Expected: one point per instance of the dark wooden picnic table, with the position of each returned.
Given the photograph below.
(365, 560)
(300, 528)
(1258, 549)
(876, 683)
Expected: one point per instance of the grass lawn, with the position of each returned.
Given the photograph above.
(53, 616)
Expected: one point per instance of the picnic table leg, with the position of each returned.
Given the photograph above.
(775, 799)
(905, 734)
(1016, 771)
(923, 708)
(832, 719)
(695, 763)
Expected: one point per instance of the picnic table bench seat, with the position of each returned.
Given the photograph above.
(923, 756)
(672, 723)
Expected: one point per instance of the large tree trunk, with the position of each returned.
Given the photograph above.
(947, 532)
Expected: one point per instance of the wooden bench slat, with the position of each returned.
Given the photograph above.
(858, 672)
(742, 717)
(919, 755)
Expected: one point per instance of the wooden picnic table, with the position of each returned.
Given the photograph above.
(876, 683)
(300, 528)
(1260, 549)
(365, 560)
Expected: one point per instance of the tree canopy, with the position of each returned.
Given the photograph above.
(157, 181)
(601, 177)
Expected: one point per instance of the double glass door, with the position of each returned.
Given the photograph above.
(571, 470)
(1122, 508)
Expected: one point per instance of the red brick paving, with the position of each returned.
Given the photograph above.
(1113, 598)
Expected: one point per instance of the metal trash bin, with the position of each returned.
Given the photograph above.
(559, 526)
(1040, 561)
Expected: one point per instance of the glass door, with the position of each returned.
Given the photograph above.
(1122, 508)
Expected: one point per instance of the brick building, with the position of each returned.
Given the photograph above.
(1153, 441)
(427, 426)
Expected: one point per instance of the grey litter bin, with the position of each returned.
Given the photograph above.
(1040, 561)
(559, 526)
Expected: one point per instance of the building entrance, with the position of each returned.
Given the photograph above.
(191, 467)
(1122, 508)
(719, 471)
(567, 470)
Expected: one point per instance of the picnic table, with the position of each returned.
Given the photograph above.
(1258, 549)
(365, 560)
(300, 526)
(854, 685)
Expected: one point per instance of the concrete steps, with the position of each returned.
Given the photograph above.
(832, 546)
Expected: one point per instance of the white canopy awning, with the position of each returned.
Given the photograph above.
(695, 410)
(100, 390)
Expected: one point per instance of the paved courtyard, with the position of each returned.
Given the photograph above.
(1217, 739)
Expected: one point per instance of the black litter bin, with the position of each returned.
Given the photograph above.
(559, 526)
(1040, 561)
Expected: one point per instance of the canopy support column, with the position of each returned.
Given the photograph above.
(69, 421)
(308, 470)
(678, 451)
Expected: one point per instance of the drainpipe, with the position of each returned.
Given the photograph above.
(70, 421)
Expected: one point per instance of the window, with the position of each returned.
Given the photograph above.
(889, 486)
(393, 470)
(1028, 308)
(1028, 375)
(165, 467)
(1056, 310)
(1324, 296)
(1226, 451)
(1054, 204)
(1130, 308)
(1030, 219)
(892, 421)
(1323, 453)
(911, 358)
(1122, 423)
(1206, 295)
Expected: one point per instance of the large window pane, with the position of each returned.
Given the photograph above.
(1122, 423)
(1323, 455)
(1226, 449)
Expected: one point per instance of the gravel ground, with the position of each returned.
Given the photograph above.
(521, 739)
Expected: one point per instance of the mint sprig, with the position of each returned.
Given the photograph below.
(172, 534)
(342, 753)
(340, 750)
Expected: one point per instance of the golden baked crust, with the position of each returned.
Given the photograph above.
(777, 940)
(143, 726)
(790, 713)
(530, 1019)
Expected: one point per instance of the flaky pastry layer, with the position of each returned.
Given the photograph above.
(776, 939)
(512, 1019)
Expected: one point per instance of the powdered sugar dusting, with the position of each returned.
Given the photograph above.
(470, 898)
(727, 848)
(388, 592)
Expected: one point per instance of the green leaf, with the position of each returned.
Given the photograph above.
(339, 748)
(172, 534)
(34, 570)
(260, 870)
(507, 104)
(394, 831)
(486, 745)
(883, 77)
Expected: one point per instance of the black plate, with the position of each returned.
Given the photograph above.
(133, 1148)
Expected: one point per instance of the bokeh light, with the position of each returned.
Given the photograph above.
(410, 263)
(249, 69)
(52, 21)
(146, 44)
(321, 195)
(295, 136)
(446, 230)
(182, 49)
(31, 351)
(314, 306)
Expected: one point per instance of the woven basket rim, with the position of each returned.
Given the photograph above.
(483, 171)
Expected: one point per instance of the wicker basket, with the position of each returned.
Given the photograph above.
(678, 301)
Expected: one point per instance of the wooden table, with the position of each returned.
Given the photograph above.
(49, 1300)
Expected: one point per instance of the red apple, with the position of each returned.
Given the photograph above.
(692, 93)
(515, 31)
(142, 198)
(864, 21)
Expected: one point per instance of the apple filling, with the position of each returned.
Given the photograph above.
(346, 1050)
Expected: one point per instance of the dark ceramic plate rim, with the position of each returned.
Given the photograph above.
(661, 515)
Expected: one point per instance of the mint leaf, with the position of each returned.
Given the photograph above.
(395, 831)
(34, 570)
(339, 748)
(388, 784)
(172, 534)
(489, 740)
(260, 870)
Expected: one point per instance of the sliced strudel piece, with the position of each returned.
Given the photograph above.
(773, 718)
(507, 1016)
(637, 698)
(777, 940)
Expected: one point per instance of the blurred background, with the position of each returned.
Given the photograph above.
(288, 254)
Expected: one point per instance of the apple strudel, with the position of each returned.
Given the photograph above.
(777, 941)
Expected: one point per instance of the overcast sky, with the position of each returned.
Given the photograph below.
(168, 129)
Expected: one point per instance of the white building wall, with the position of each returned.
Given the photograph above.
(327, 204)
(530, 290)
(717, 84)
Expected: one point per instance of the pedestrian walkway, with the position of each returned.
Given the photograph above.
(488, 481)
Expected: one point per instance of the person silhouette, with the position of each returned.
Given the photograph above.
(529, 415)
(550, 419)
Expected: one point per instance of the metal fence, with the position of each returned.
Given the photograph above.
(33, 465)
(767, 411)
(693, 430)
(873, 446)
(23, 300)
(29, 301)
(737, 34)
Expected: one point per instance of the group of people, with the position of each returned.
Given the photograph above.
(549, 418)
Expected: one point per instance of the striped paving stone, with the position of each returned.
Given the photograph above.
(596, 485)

- Job
Copy every line of the records above verbatim, from the first line through the last.

- Solution to this exercise
Expected: one point per instance of the dark wooden picnic table, with the position of each returned.
Given the photograph below.
(365, 560)
(300, 528)
(1258, 549)
(876, 683)
Expected: one point per instance of the grass lawn, with the position of each returned.
Given the photograph above.
(53, 616)
Expected: one point per instance of the picnic table leg, with the position of each returned.
Given the photograph above.
(775, 799)
(905, 734)
(1016, 771)
(923, 708)
(832, 719)
(695, 763)
Expected: one point per instance of the picnic table bench seat, with the position of each returned.
Given the photograph above.
(923, 756)
(672, 723)
Expected: one point per instance of the large tree trunk, with the position of each returned.
Given the photograph above.
(947, 532)
Expected: one point per instance of the wooden bench slat, with the position of each returned.
Given the photograph above.
(858, 672)
(742, 717)
(919, 755)
Expected: one point per instance of the wooden picnic table, with the position of each returned.
Given the photograph above.
(876, 683)
(300, 528)
(1260, 549)
(365, 560)
Expected: one point per instance of the tree canopy, with the position of each returned.
Given the photograph above.
(157, 181)
(601, 177)
Expected: one point per instance of the double glass door, with the position of each returned.
Given the photograph above.
(571, 470)
(1122, 508)
Expected: one point per instance of the red brick paving, with the position of each returned.
Given the photograph above.
(1113, 598)
Expected: one point per instance of the metal trash bin, with the position of each returned.
Given the photograph above.
(559, 526)
(1040, 561)
Expected: one point per instance of the glass door, with the position of each returned.
Given the photograph above.
(1122, 508)
Expected: one point per instance of the brick building, with the position of each returned.
Given the photograph above.
(1153, 441)
(427, 426)
Expected: one point per instance of the grey litter bin, with the position of each returned.
Given the photograph above.
(1040, 561)
(559, 526)
Expected: one point per instance of the building entrance, with the position of each returned.
Given the photograph above.
(191, 467)
(1122, 508)
(719, 471)
(567, 470)
Expected: one point per instance of the picnic table, with the position of each returned.
Given the photograph above.
(1258, 549)
(365, 560)
(300, 526)
(854, 685)
Expected: one point per instance of the concrete steps, with the position of each returned.
Given the photograph above.
(832, 546)
Expected: one point per instance of the white canopy awning, with the position of each returned.
Given the photograph above.
(695, 410)
(100, 390)
Expected: one point per instance of the paved courtyard, with the position of each returned.
Given the photograph above.
(1217, 739)
Expected: one point per instance of the black litter bin, with the position of each returned.
Given the photograph above.
(559, 526)
(1040, 561)
Expected: one point per instance of the canopy support column, with the position of each returned.
Given the photograph above.
(69, 421)
(308, 470)
(678, 451)
Expected: one point per instance of the drainpipe, with the position of each returned.
Given the photograph above.
(70, 421)
Expected: one point per instance of the window, with the position of each returned.
Given the photograph above.
(889, 486)
(393, 470)
(1028, 308)
(1028, 375)
(165, 467)
(1056, 310)
(1324, 296)
(1226, 451)
(1054, 204)
(1130, 308)
(1030, 219)
(892, 421)
(1323, 453)
(911, 358)
(1122, 423)
(1206, 295)
Expected: one point per instance of the large window pane, with the position of each returned.
Given the photograph above.
(1122, 423)
(1323, 455)
(1226, 449)
Expected: one point per instance of the gravel ground, with the position of each returned.
Given the photograph above.
(521, 739)
Expected: one point per instance of the mint sprig, with the position of each returned.
Given the photograph below.
(172, 534)
(342, 753)
(340, 750)
Expected: one point per instance of the golden baked crust, with the position of each returned.
Given the photograph above.
(777, 940)
(143, 726)
(790, 713)
(530, 1019)
Expected: one point per instance of the flaky pastry layer, with the position of each returned.
Given the photograph above.
(776, 939)
(512, 1019)
Expected: one point per instance of the powdered sugar dusting, with the position of each returned.
Given the photograph above.
(470, 898)
(727, 848)
(388, 592)
Expected: one point per instance of the green leaf, with the position of each returned.
Given the photograph above.
(339, 748)
(172, 534)
(34, 570)
(260, 870)
(507, 104)
(394, 831)
(486, 745)
(883, 77)
Expected: one point per instance of the black plate, with the position of each returned.
Given the photograph above.
(133, 1148)
Expected: one point per instance of the bokeh light, with the position of each returned.
Given the photograph above.
(410, 263)
(249, 69)
(52, 21)
(146, 44)
(321, 195)
(295, 136)
(446, 230)
(182, 49)
(31, 351)
(314, 306)
Expected: one point per instance of the woven basket rim, with the position of each returned.
Given the photograph above.
(483, 171)
Expected: one point per instance of the wicker basket, with the position of each returned.
Given the photograph above.
(678, 301)
Expected: one point per instance of the wooden table, with the position of each returned.
Given the photograph above.
(49, 1300)
Expected: one point per instance of the red apple, with the position of each returned.
Given the photograph above.
(692, 93)
(515, 31)
(142, 198)
(864, 21)
Expected: one point per instance of the apple filling, with the position of each returned.
Given the photograph above.
(346, 1050)
Expected: one point per instance of the dark ceramic plate rim, with the position of each returned.
Given the photograph above.
(661, 515)
Expected: one point per instance of the mint leaf, with the position of each returned.
Given the photograph above.
(395, 831)
(34, 570)
(339, 748)
(388, 784)
(172, 534)
(489, 740)
(260, 870)
Expected: one point per instance of the sliced strudel piece, with the position of each returned.
Given the photograph above.
(773, 718)
(507, 1016)
(637, 698)
(777, 940)
Expected: one point per instance of the blurred background, with the position of each returned.
Given the photograph above.
(288, 254)
Expected: one point per instance of the apple strudel, with the position of each returned.
Given the photograph above.
(777, 941)
Expected: one point per instance of the overcast sky, with the position of each returned.
Given the photograph below.
(168, 129)
Expected: one point per instance of the white building wall, with the position of each returned.
Given the photograph above.
(327, 204)
(530, 290)
(717, 84)
Expected: one point per instance of the pedestrian walkway, with the position of each returned.
Given the photograph above.
(488, 481)
Expected: one point per instance of the person silhouette, with the position of each returned.
Given the photograph above.
(529, 415)
(550, 419)
Expected: one point per instance of the metal fence, with the position of each returned.
Given the photograph above.
(33, 465)
(767, 411)
(693, 430)
(873, 446)
(23, 300)
(29, 301)
(737, 34)
Expected: one point per instance of the group of people, with the position of each returned.
Given the photograph above.
(549, 418)
Expected: one point per instance of the striped paving stone, with the position of each returned.
Given the photograph above.
(596, 485)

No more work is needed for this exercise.